### Listed entries

*****

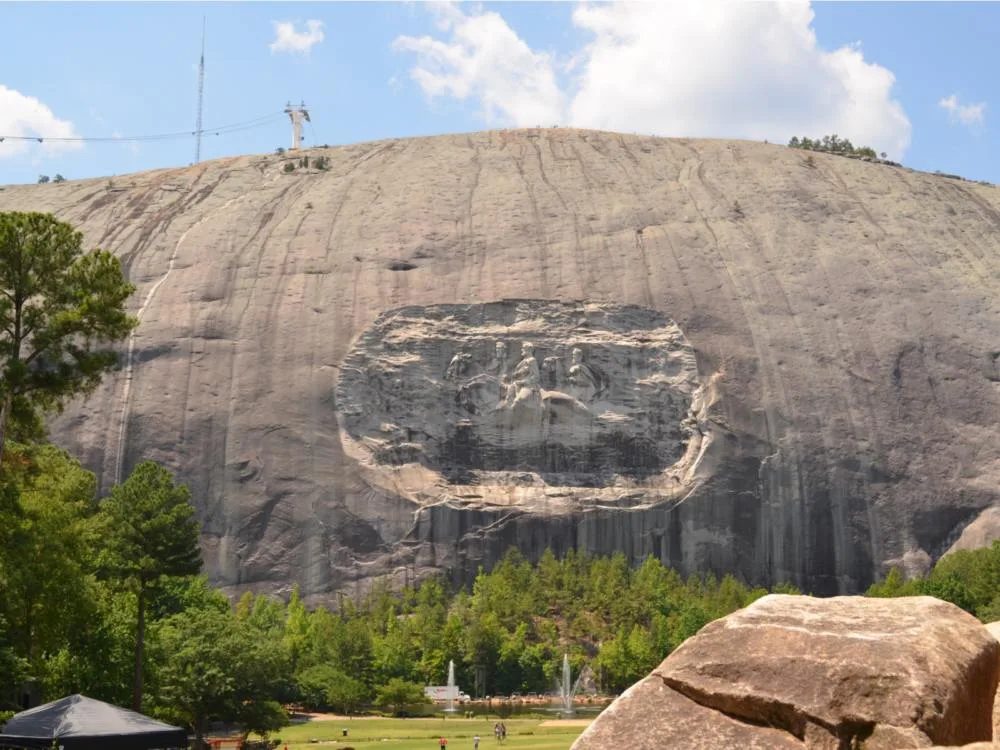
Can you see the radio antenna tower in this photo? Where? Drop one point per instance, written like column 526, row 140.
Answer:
column 201, row 96
column 297, row 115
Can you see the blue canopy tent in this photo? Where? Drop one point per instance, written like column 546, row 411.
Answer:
column 81, row 723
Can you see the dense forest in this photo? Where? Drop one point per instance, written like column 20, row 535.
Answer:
column 104, row 595
column 68, row 621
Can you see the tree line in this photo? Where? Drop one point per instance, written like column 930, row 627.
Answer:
column 104, row 596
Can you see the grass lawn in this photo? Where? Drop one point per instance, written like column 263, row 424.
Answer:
column 423, row 734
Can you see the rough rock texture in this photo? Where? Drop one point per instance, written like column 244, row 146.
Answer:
column 826, row 673
column 842, row 319
column 434, row 406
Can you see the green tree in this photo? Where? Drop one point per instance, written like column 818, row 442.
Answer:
column 400, row 695
column 61, row 311
column 149, row 533
column 45, row 556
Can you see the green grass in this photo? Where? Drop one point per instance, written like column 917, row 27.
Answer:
column 423, row 734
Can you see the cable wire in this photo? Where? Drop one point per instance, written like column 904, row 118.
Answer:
column 222, row 130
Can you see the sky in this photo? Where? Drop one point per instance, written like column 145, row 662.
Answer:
column 915, row 80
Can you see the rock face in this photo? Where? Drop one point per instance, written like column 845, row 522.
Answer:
column 785, row 371
column 816, row 673
column 599, row 406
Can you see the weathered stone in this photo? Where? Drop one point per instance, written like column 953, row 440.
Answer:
column 844, row 335
column 526, row 403
column 829, row 673
column 651, row 716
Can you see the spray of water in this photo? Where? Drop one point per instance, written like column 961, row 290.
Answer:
column 567, row 688
column 451, row 687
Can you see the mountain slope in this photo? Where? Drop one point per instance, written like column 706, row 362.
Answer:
column 843, row 399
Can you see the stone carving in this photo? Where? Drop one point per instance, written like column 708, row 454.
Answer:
column 585, row 384
column 622, row 414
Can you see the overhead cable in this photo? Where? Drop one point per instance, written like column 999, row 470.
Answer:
column 222, row 130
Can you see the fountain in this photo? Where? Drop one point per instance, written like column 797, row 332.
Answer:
column 451, row 688
column 567, row 689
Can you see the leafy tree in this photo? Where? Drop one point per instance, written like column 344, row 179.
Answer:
column 61, row 310
column 45, row 555
column 149, row 533
column 325, row 686
column 213, row 664
column 400, row 695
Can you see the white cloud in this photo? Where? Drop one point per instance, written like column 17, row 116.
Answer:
column 487, row 61
column 131, row 146
column 967, row 114
column 22, row 115
column 706, row 69
column 287, row 39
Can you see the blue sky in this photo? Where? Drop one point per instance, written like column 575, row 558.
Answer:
column 918, row 80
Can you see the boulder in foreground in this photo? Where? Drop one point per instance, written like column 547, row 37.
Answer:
column 802, row 672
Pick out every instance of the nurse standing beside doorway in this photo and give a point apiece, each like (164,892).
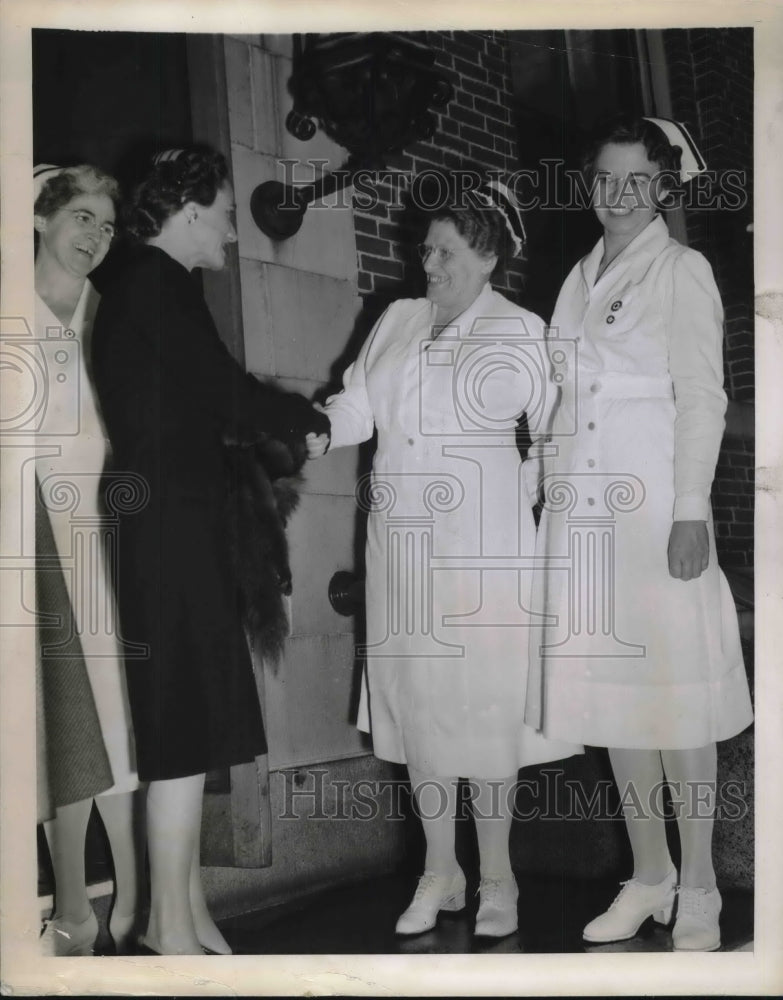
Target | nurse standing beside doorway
(643,656)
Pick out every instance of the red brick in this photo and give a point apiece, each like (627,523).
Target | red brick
(377,265)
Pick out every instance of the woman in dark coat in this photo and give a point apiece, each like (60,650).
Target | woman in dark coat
(171,396)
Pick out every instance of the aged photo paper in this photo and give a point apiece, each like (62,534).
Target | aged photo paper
(752,972)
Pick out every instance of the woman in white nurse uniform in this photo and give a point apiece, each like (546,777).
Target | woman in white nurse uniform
(641,649)
(74,219)
(444,380)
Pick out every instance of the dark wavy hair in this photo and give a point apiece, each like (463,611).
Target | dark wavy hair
(59,190)
(196,174)
(626,131)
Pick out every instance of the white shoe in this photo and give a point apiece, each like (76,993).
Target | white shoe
(497,915)
(632,906)
(433,893)
(62,938)
(697,927)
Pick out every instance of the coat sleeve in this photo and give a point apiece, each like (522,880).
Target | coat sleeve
(350,412)
(172,324)
(696,368)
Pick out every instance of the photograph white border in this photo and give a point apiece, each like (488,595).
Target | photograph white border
(759,972)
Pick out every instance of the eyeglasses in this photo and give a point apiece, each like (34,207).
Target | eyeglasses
(441,254)
(86,220)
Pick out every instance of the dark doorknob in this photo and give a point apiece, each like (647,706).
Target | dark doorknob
(346,593)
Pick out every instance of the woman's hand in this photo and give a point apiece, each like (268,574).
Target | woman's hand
(316,444)
(689,549)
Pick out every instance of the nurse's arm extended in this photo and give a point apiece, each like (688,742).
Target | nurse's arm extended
(696,367)
(349,412)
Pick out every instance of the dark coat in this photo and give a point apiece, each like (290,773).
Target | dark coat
(171,395)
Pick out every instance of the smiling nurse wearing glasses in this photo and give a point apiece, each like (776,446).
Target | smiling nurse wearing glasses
(444,380)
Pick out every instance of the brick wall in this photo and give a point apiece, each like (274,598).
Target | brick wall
(711,81)
(474,131)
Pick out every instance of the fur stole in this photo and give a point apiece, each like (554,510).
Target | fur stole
(264,482)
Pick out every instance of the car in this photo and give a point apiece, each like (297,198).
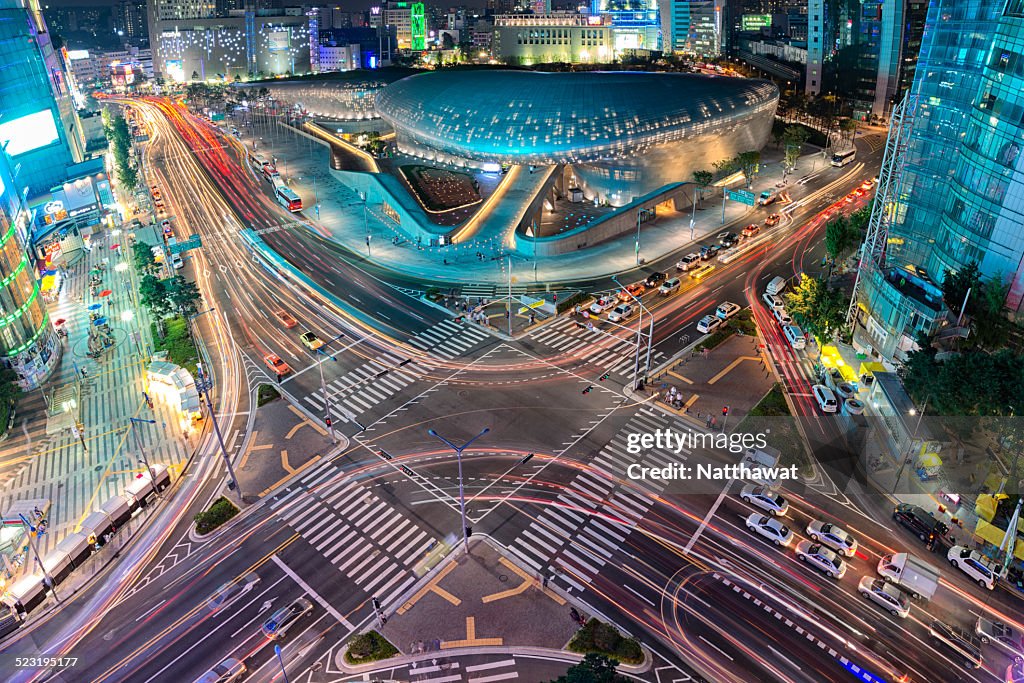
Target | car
(920,522)
(285,317)
(311,340)
(708,252)
(771,528)
(709,324)
(621,312)
(727,309)
(284,619)
(654,279)
(602,304)
(825,397)
(821,558)
(1003,636)
(274,363)
(973,564)
(669,286)
(687,262)
(782,315)
(963,643)
(635,290)
(227,671)
(885,595)
(833,537)
(766,499)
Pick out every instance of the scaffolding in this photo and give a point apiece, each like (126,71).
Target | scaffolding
(887,198)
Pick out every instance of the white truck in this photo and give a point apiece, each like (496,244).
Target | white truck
(912,575)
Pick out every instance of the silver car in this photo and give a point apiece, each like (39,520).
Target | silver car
(820,558)
(885,595)
(833,537)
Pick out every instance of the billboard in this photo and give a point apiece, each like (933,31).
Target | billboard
(29,132)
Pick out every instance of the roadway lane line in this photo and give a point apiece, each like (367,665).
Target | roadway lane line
(324,603)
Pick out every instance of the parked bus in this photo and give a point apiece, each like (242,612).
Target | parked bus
(287,197)
(844,158)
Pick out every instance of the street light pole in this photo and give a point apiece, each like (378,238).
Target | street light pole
(462,488)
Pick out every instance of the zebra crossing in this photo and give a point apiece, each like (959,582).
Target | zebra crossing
(360,535)
(619,358)
(584,527)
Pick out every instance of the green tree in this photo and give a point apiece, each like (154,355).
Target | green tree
(817,307)
(593,669)
(702,179)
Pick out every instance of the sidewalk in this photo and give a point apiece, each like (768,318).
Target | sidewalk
(305,167)
(76,477)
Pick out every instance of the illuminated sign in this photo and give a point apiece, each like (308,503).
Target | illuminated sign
(29,132)
(756,22)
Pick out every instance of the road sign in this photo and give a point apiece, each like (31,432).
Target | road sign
(741,196)
(194,242)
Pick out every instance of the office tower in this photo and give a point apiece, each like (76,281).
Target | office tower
(950,172)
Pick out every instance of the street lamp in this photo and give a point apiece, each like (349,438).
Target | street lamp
(138,444)
(462,489)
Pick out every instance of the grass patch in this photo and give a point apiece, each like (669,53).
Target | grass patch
(772,418)
(265,393)
(219,512)
(602,638)
(370,646)
(179,346)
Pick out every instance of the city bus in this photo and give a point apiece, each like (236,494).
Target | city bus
(287,198)
(844,158)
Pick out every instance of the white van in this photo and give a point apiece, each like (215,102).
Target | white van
(776,285)
(796,336)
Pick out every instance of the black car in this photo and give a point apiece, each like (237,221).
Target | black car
(924,525)
(653,280)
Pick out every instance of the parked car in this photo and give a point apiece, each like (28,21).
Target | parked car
(766,499)
(285,619)
(770,527)
(885,595)
(709,324)
(973,564)
(602,304)
(274,363)
(833,537)
(621,312)
(311,340)
(654,279)
(687,262)
(821,559)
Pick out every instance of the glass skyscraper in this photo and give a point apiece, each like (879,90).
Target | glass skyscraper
(954,174)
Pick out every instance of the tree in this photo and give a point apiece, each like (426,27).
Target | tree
(818,308)
(593,669)
(702,179)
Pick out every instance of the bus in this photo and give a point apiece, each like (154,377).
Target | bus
(287,198)
(844,158)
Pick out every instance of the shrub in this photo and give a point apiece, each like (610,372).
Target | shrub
(219,512)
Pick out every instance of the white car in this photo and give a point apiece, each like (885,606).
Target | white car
(602,304)
(766,499)
(821,558)
(885,595)
(773,301)
(621,312)
(973,564)
(727,309)
(833,537)
(709,324)
(771,528)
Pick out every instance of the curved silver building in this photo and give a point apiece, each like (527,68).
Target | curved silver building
(625,133)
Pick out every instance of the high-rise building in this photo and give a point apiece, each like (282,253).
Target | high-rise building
(951,175)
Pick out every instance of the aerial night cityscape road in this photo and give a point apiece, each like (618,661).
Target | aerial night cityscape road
(480,361)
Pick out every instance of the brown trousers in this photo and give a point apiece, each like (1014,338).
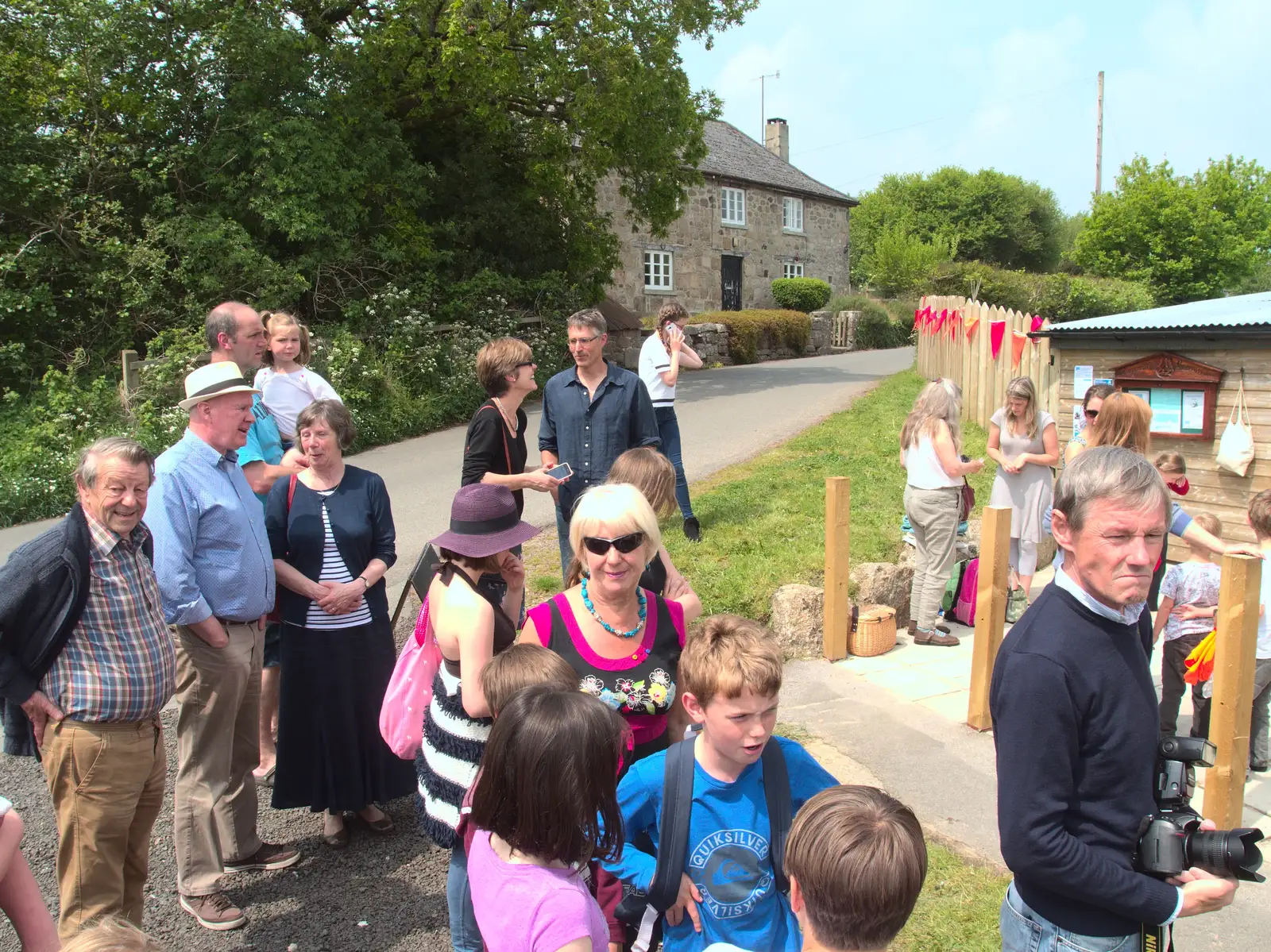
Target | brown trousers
(107,783)
(218,746)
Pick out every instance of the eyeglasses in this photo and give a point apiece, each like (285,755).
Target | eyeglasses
(623,543)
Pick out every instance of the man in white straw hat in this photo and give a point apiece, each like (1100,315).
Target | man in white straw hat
(216,581)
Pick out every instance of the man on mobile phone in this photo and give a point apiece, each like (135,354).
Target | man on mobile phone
(591,414)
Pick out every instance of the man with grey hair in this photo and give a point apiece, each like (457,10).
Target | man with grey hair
(593,414)
(1076,729)
(87,653)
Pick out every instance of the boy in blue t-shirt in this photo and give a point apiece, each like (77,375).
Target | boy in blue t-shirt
(730,675)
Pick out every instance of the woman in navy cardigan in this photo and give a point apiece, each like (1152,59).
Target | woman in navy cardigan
(330,530)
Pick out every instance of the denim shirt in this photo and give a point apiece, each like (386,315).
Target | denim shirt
(211,549)
(591,434)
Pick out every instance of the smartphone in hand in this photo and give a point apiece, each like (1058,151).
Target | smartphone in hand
(562,472)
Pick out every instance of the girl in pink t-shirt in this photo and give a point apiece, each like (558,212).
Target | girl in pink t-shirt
(550,778)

*****

### Task brief
With the line holding "Can you see the sky" as the first and the line holding "Can you see the rock" as the last, please transcribe exactly the lines of the material above in that range and nothing else.

### Result for this exercise
Can you see the sky in this photo? Where? Drop one point per instance, written like column 145, row 662.
Answer:
column 915, row 80
Can you see the rock face in this photo? Where? Drop one point per instance, written like column 845, row 522.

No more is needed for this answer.